» WHAT THE EXERCISE ASKS: Nothing but the line containing "Target: storefront" and the lines that follow it to the end of the material below should appear in the answer, each copied exactly.

» DATA FOR REVIEW:

● ● ● ●

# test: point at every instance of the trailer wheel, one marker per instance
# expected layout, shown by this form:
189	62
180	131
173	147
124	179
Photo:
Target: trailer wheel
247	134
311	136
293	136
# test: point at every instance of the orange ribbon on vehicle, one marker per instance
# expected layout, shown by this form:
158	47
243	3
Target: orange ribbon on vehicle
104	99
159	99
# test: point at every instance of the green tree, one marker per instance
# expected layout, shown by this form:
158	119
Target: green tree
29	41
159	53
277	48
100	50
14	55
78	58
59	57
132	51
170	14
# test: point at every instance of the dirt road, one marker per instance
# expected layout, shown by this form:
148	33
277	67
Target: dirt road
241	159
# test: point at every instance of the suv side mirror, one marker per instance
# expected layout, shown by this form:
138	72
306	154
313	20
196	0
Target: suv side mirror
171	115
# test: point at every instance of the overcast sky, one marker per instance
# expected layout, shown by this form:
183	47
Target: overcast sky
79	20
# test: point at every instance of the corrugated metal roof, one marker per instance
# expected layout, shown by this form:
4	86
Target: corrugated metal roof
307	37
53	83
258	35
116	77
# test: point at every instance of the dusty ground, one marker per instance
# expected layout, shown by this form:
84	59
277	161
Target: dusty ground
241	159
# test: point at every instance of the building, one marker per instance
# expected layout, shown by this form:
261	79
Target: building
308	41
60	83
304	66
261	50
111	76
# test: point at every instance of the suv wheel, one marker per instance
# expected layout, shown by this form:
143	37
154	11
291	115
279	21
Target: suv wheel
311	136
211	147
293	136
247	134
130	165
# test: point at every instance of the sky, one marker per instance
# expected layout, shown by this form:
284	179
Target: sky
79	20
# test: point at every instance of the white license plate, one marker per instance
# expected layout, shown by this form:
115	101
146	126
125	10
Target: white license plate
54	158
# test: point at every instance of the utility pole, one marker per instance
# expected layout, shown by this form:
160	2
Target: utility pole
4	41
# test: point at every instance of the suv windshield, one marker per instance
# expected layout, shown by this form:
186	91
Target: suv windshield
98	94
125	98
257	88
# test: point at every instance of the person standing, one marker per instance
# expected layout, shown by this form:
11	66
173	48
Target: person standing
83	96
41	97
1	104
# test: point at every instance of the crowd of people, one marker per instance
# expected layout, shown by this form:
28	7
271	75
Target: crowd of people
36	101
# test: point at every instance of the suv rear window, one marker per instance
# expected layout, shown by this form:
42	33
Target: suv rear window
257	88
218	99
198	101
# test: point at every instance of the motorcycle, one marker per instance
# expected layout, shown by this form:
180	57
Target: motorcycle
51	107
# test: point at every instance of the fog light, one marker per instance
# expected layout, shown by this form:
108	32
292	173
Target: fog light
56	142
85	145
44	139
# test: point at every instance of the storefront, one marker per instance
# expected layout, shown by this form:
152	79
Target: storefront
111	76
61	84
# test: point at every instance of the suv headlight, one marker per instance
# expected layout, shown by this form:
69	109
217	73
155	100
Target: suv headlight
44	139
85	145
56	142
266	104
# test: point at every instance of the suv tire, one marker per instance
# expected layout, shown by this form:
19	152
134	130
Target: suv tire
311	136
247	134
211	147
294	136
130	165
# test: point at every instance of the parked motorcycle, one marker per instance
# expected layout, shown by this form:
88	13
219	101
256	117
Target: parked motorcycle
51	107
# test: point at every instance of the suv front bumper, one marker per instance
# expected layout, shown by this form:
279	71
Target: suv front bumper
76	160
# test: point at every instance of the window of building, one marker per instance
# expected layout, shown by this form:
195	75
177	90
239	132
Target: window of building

● ● ● ●

» THE COMPLETED TASK:
Target: storefront
111	76
61	84
# test: point at every instance of the suv headlight, one marker per instance
# expected layout, shown by this form:
69	109
217	73
155	100
Target: suv headlight
44	139
85	145
56	142
266	104
# test: point at every instance of the suv tire, one marker per instance
# expected layout, shown by this form:
19	152
134	130
Target: suv tire
311	136
247	134
211	147
294	136
130	165
# test: point at every instance of the parked motorcycle, one marker per instance
# expected layout, shown by this form:
88	13
219	101
256	117
Target: parked motorcycle
51	107
# test: point at every instance of the suv front bumper, one marker per instance
# expected layout, shown by this form:
279	71
Target: suv front bumper
76	160
# test: point at every instance of the window of building, one marker per instance
# expected layout, shown by this form:
195	75
177	90
239	132
Target: window of building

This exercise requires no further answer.